*** Records supplied ***
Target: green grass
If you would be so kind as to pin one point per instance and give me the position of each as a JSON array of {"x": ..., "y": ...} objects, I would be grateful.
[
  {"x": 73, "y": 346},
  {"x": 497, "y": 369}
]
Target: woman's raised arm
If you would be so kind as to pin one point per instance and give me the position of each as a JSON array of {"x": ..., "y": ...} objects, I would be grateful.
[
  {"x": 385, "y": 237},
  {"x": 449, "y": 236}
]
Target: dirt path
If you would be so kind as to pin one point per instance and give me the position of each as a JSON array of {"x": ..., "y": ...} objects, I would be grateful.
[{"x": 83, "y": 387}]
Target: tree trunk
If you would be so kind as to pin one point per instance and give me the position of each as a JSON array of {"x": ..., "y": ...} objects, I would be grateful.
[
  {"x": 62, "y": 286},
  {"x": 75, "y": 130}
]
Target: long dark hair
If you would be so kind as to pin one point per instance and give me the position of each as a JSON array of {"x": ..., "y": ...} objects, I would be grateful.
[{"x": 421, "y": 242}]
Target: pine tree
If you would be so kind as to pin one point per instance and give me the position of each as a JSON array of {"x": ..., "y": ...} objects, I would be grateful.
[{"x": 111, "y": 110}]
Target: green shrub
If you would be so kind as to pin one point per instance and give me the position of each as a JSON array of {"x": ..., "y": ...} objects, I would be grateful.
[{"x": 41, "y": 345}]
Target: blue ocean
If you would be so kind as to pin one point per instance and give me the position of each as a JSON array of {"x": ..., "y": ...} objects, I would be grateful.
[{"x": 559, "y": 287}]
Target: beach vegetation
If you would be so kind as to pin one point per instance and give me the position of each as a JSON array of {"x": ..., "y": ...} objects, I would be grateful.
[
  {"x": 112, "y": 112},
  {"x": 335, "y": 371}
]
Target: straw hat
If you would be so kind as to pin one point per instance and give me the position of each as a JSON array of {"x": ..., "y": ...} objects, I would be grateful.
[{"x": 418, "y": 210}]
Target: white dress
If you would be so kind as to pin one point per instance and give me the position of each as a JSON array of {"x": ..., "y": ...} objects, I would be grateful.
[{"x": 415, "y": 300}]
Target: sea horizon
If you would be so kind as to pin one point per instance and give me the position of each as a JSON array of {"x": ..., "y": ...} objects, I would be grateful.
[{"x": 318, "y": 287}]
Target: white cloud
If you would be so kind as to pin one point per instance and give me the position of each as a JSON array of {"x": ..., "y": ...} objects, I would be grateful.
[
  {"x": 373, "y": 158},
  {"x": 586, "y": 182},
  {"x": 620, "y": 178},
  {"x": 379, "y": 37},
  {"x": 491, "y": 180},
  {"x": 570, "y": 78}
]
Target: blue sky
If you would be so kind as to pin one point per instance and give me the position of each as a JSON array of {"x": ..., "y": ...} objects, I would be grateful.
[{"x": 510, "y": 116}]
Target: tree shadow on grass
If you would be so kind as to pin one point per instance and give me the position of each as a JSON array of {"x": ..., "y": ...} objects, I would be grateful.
*** End of Records supplied ***
▶ **What this task involves**
Show the lines from the data above that contain the string "grass".

▶ **Output for this exercise**
Target: green grass
Target: tree shadow on grass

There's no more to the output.